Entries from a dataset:
• • • • •
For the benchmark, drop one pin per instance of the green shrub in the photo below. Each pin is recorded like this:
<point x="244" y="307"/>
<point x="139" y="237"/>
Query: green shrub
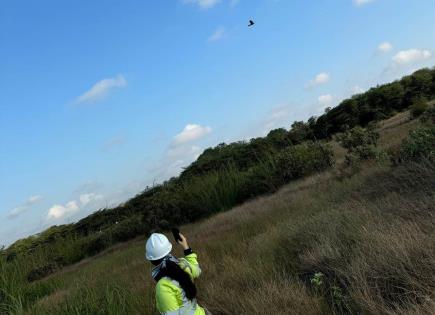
<point x="418" y="107"/>
<point x="304" y="159"/>
<point x="361" y="144"/>
<point x="429" y="116"/>
<point x="420" y="144"/>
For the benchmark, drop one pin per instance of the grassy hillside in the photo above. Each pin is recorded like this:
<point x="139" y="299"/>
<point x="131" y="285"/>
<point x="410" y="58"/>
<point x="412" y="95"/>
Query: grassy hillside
<point x="332" y="243"/>
<point x="228" y="175"/>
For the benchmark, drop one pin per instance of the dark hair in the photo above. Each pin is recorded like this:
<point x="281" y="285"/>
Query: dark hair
<point x="174" y="271"/>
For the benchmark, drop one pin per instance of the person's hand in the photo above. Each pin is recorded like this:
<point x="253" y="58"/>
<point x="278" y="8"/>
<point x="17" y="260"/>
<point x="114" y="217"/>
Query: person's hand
<point x="183" y="242"/>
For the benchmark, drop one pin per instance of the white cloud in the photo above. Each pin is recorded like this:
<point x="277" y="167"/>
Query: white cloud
<point x="217" y="35"/>
<point x="100" y="89"/>
<point x="59" y="211"/>
<point x="357" y="90"/>
<point x="180" y="152"/>
<point x="278" y="117"/>
<point x="203" y="4"/>
<point x="360" y="3"/>
<point x="410" y="56"/>
<point x="321" y="78"/>
<point x="233" y="3"/>
<point x="26" y="206"/>
<point x="325" y="100"/>
<point x="113" y="142"/>
<point x="385" y="47"/>
<point x="191" y="133"/>
<point x="88" y="198"/>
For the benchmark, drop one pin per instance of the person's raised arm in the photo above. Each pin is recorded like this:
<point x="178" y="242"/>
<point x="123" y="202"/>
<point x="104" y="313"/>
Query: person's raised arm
<point x="190" y="256"/>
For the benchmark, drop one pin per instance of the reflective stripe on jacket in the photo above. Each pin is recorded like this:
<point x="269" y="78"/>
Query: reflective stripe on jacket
<point x="170" y="297"/>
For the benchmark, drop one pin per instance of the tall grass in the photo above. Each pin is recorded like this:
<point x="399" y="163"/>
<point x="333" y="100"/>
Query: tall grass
<point x="356" y="245"/>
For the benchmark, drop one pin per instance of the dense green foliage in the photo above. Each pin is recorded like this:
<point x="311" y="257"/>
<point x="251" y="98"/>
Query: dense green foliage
<point x="222" y="177"/>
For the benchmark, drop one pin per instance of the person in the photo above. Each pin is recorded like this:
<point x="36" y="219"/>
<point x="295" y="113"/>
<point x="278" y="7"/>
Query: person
<point x="175" y="289"/>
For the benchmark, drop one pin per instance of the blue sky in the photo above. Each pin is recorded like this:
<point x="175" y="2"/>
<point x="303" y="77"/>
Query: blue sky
<point x="100" y="98"/>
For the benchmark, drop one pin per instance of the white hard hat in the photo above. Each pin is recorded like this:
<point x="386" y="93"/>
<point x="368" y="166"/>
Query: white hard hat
<point x="157" y="247"/>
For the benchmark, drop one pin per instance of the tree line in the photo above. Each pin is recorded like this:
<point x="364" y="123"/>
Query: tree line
<point x="222" y="177"/>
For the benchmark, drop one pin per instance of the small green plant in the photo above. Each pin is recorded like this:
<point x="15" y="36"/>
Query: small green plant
<point x="420" y="144"/>
<point x="317" y="280"/>
<point x="418" y="107"/>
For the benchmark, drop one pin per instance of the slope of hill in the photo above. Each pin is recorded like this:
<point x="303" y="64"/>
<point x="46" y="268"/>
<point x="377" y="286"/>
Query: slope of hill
<point x="331" y="243"/>
<point x="240" y="171"/>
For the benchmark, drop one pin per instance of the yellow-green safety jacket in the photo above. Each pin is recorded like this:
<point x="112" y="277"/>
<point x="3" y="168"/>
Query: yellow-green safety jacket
<point x="170" y="297"/>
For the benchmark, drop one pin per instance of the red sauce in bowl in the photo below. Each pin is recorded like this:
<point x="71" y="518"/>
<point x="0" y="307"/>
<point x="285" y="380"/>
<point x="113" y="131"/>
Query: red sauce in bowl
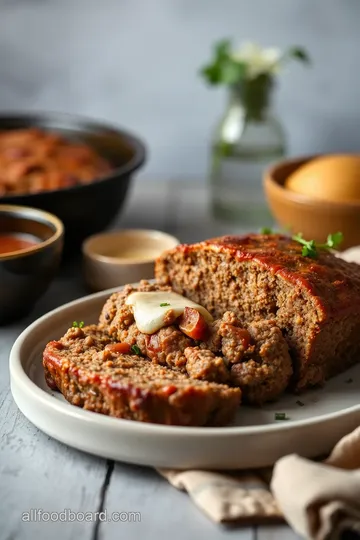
<point x="12" y="242"/>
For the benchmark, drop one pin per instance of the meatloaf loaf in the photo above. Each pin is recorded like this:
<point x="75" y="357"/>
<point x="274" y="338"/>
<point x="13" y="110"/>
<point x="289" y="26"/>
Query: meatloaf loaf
<point x="314" y="301"/>
<point x="255" y="358"/>
<point x="88" y="369"/>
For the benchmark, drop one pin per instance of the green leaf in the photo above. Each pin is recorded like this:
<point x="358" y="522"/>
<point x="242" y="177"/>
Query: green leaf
<point x="298" y="53"/>
<point x="334" y="240"/>
<point x="281" y="416"/>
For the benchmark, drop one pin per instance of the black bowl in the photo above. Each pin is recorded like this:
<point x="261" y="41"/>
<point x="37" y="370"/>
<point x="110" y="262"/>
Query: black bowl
<point x="26" y="274"/>
<point x="84" y="209"/>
• • • • •
#### WHAT THE TASK ASKS:
Output exactly the lines above, from the one holding "the green leaf" through the end of the data, including the first and last.

#### SOLVED EXERCISE:
For the benchmark, drop one pin per instance of the green leaf in the photo above. Each pin is recorded like this:
<point x="358" y="522"/>
<point x="242" y="177"/>
Query: green leaf
<point x="298" y="53"/>
<point x="334" y="240"/>
<point x="281" y="416"/>
For the benchmark, drop one pin per instance of the black bowl in the photo above. Each pin is recorded like this:
<point x="261" y="41"/>
<point x="37" y="370"/>
<point x="110" y="262"/>
Query: black bowl
<point x="26" y="274"/>
<point x="84" y="209"/>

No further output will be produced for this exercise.